[[ SUPPLIED DATA, beginning ]]
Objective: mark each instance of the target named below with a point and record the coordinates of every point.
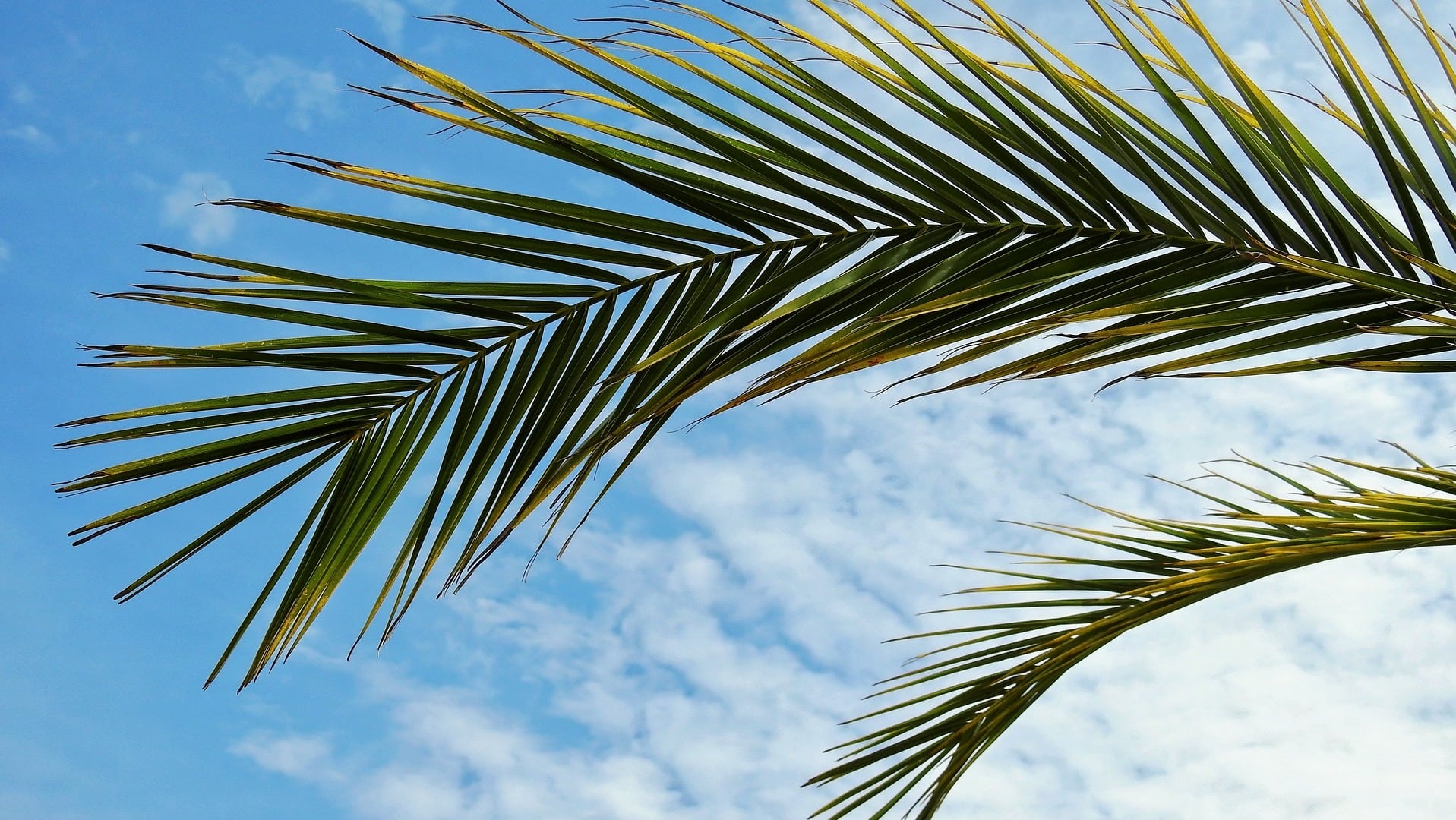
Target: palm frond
(968, 691)
(830, 203)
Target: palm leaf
(968, 691)
(1052, 225)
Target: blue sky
(692, 653)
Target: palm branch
(1018, 217)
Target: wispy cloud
(30, 134)
(284, 84)
(389, 15)
(709, 669)
(184, 206)
(296, 756)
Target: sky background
(692, 653)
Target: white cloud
(30, 134)
(709, 669)
(703, 670)
(296, 756)
(185, 206)
(389, 15)
(281, 82)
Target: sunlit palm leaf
(971, 689)
(832, 203)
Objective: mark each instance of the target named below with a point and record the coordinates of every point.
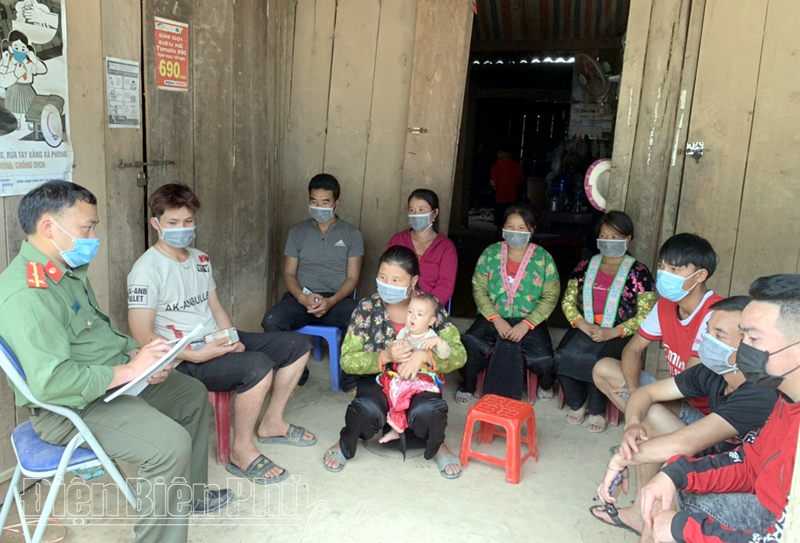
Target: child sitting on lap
(418, 332)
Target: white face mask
(612, 247)
(420, 223)
(321, 214)
(516, 239)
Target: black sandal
(611, 510)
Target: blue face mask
(670, 286)
(179, 238)
(391, 294)
(83, 251)
(714, 355)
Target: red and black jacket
(763, 467)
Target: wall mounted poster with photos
(34, 112)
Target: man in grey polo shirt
(321, 266)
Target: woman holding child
(607, 298)
(516, 288)
(371, 349)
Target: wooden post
(655, 126)
(441, 53)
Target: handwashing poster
(34, 118)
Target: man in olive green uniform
(72, 354)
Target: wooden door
(215, 132)
(722, 118)
(742, 195)
(768, 240)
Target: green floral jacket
(371, 332)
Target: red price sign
(172, 55)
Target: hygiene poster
(122, 93)
(172, 55)
(34, 115)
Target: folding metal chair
(38, 459)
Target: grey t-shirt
(178, 291)
(322, 260)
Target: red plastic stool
(222, 413)
(532, 380)
(511, 415)
(612, 412)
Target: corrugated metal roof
(519, 20)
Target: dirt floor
(378, 497)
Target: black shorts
(242, 371)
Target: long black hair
(397, 255)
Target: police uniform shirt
(50, 318)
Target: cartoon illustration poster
(34, 118)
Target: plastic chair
(41, 460)
(612, 412)
(511, 415)
(222, 414)
(532, 382)
(333, 336)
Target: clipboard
(137, 385)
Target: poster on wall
(172, 55)
(34, 114)
(122, 93)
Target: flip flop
(444, 461)
(599, 421)
(577, 414)
(617, 521)
(336, 454)
(294, 437)
(256, 470)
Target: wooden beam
(124, 200)
(630, 94)
(249, 182)
(655, 131)
(566, 45)
(675, 177)
(350, 100)
(722, 118)
(212, 32)
(383, 176)
(768, 240)
(441, 53)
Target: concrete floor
(378, 497)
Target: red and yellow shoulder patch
(53, 271)
(36, 278)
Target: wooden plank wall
(654, 137)
(125, 237)
(353, 67)
(722, 118)
(768, 240)
(441, 58)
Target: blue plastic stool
(333, 336)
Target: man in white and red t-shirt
(679, 319)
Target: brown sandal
(597, 421)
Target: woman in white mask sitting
(516, 288)
(371, 344)
(607, 298)
(438, 260)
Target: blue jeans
(734, 510)
(688, 414)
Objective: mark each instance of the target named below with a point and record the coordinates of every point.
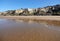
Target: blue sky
(17, 4)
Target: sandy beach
(57, 18)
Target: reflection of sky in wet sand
(28, 30)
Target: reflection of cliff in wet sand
(29, 28)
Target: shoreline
(53, 18)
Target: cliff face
(49, 10)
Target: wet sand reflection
(29, 30)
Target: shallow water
(28, 30)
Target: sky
(17, 4)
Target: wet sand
(29, 30)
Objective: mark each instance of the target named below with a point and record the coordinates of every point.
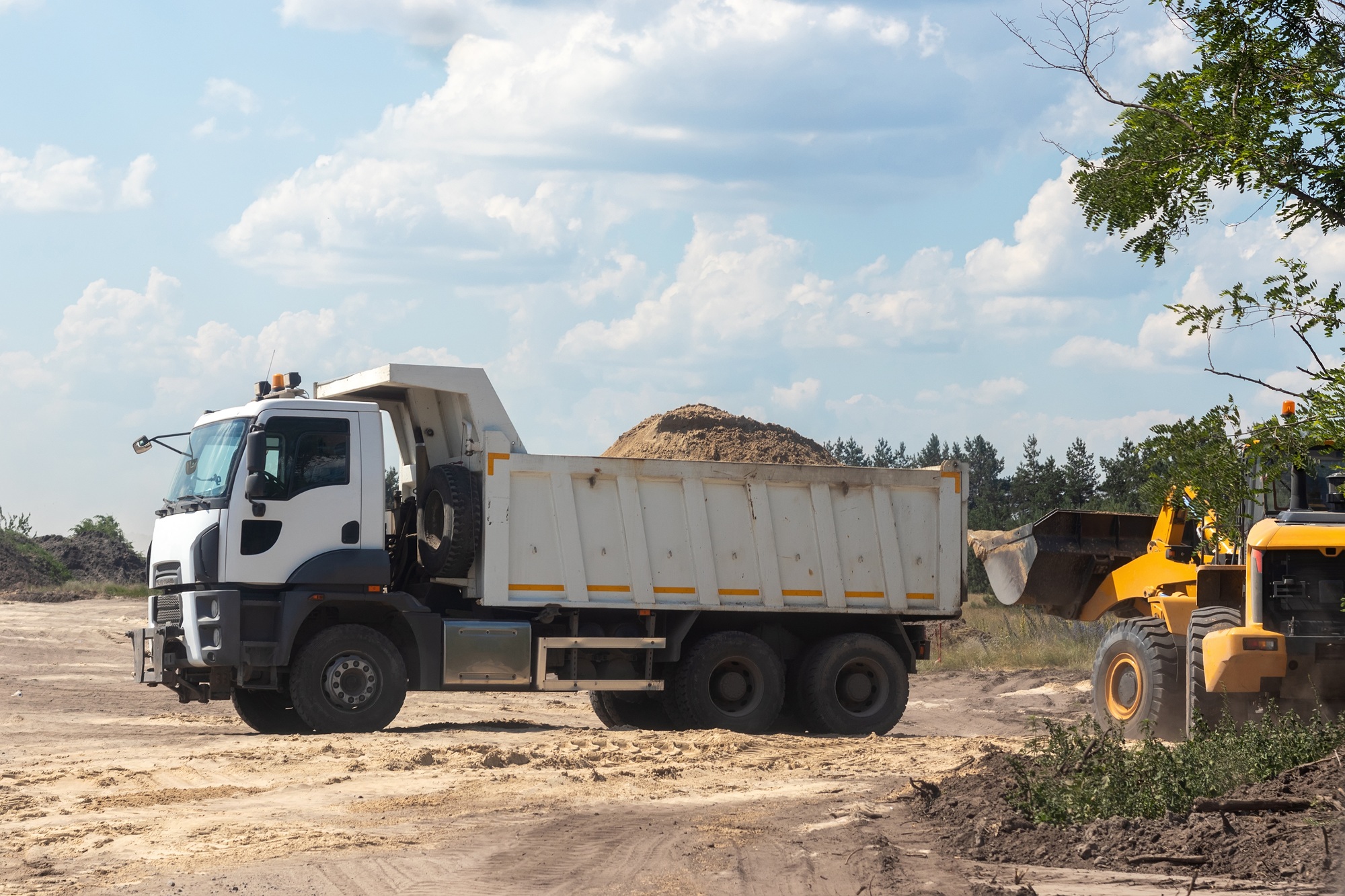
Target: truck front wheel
(349, 678)
(852, 685)
(730, 680)
(268, 712)
(1139, 678)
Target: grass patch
(1081, 772)
(992, 638)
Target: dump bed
(709, 536)
(606, 532)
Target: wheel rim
(736, 686)
(863, 686)
(350, 682)
(438, 521)
(1124, 686)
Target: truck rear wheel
(1210, 706)
(450, 521)
(349, 678)
(1139, 678)
(268, 712)
(730, 680)
(615, 708)
(852, 685)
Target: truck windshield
(206, 467)
(1304, 592)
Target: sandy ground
(111, 787)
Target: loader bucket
(1059, 561)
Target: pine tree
(933, 454)
(884, 455)
(1124, 477)
(849, 452)
(1081, 475)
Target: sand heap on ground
(701, 432)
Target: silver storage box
(479, 653)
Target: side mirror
(256, 454)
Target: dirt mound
(976, 821)
(95, 556)
(701, 432)
(26, 563)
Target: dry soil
(111, 787)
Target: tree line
(1036, 486)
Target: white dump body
(606, 532)
(699, 534)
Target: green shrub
(103, 525)
(45, 563)
(1075, 774)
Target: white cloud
(555, 123)
(224, 93)
(135, 186)
(931, 37)
(798, 395)
(989, 392)
(52, 181)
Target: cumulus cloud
(797, 395)
(52, 181)
(556, 123)
(135, 186)
(224, 93)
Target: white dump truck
(680, 594)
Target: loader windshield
(208, 467)
(1304, 591)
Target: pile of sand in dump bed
(701, 432)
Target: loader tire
(1139, 678)
(268, 712)
(349, 678)
(450, 521)
(638, 710)
(1200, 701)
(730, 680)
(852, 685)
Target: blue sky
(837, 217)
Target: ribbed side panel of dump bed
(696, 534)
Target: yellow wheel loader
(1195, 633)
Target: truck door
(313, 501)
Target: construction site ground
(112, 787)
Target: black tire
(268, 712)
(450, 521)
(349, 678)
(852, 685)
(1139, 677)
(730, 680)
(1211, 706)
(617, 708)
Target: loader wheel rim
(1124, 686)
(350, 682)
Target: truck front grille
(167, 575)
(169, 610)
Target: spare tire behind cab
(450, 521)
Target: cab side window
(305, 454)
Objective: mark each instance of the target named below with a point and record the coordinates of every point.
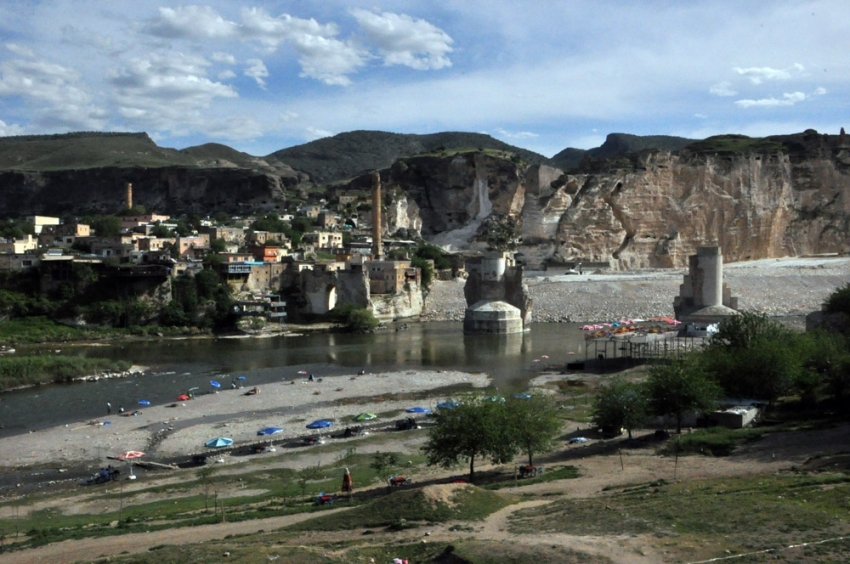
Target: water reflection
(178, 365)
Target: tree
(473, 428)
(533, 424)
(679, 387)
(838, 301)
(752, 356)
(621, 404)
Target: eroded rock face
(652, 213)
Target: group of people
(109, 408)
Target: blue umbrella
(320, 424)
(219, 442)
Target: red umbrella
(129, 456)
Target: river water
(178, 365)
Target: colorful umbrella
(320, 424)
(219, 442)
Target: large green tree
(533, 423)
(752, 356)
(474, 428)
(620, 405)
(679, 387)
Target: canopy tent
(219, 442)
(320, 424)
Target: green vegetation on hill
(74, 151)
(345, 155)
(734, 144)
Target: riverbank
(785, 287)
(181, 429)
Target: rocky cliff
(651, 209)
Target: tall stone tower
(703, 296)
(377, 244)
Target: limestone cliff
(651, 209)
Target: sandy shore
(163, 432)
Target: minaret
(377, 245)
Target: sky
(539, 74)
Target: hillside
(343, 156)
(617, 144)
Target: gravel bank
(776, 287)
(163, 431)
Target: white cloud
(166, 91)
(7, 130)
(722, 89)
(20, 50)
(757, 75)
(191, 21)
(225, 58)
(53, 91)
(788, 99)
(258, 71)
(515, 134)
(403, 40)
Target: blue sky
(544, 75)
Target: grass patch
(714, 441)
(412, 506)
(17, 371)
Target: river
(176, 365)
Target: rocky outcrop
(649, 210)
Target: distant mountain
(619, 144)
(347, 154)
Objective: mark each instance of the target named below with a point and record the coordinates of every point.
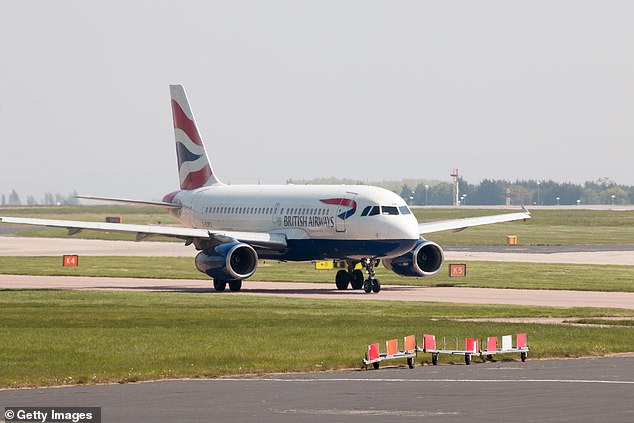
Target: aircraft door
(346, 208)
(277, 215)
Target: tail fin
(194, 168)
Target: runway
(326, 291)
(584, 390)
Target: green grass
(547, 227)
(479, 274)
(611, 322)
(70, 337)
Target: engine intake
(229, 261)
(425, 259)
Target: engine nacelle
(229, 261)
(425, 259)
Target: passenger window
(390, 210)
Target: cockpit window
(405, 210)
(389, 210)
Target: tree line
(521, 192)
(494, 192)
(440, 193)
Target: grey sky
(300, 89)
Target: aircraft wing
(460, 224)
(260, 239)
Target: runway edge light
(70, 260)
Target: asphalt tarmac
(582, 390)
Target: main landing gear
(354, 278)
(234, 285)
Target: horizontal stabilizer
(459, 224)
(128, 201)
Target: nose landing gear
(354, 277)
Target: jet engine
(228, 261)
(425, 259)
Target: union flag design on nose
(343, 202)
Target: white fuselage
(318, 221)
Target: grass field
(70, 337)
(479, 274)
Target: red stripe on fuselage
(185, 124)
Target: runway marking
(390, 413)
(402, 380)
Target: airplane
(233, 226)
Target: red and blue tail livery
(194, 168)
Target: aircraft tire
(235, 285)
(357, 279)
(341, 280)
(376, 286)
(219, 285)
(367, 286)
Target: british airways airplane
(233, 226)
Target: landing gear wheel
(376, 286)
(371, 283)
(357, 279)
(219, 285)
(235, 285)
(342, 279)
(367, 286)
[[ SUPPLIED DATA, end ]]
» PROBLEM REQUIREMENTS
All lines from the one that contains "Target: cockpit window" to the end of the records above are to be copied exactly; leave out the rest.

» COMPLETED EXERCISE
Target: cockpit window
(405, 210)
(389, 210)
Target: tree line
(521, 192)
(494, 192)
(440, 193)
Target: grey sky
(300, 89)
Target: aircraft wing
(460, 224)
(260, 239)
Target: runway edge light
(70, 260)
Target: asphalt tarmac
(582, 390)
Target: main landing gear
(354, 278)
(234, 285)
Target: horizontal stabilizer
(459, 224)
(128, 201)
Target: nose landing gear
(354, 277)
Target: jet engine
(228, 261)
(425, 259)
Target: union flag design on nose
(343, 202)
Target: white fuselage
(318, 221)
Target: grass field
(70, 337)
(479, 274)
Target: red stripe on fuselage
(185, 124)
Target: runway marking
(390, 413)
(402, 380)
Target: airplane
(233, 226)
Target: red and blue tail livery
(194, 168)
Target: aircraft tire
(235, 285)
(357, 279)
(341, 280)
(376, 286)
(219, 285)
(367, 286)
Target: british airways airplane
(233, 226)
Target: landing gear wheel
(376, 286)
(371, 283)
(357, 279)
(219, 285)
(235, 285)
(342, 279)
(367, 286)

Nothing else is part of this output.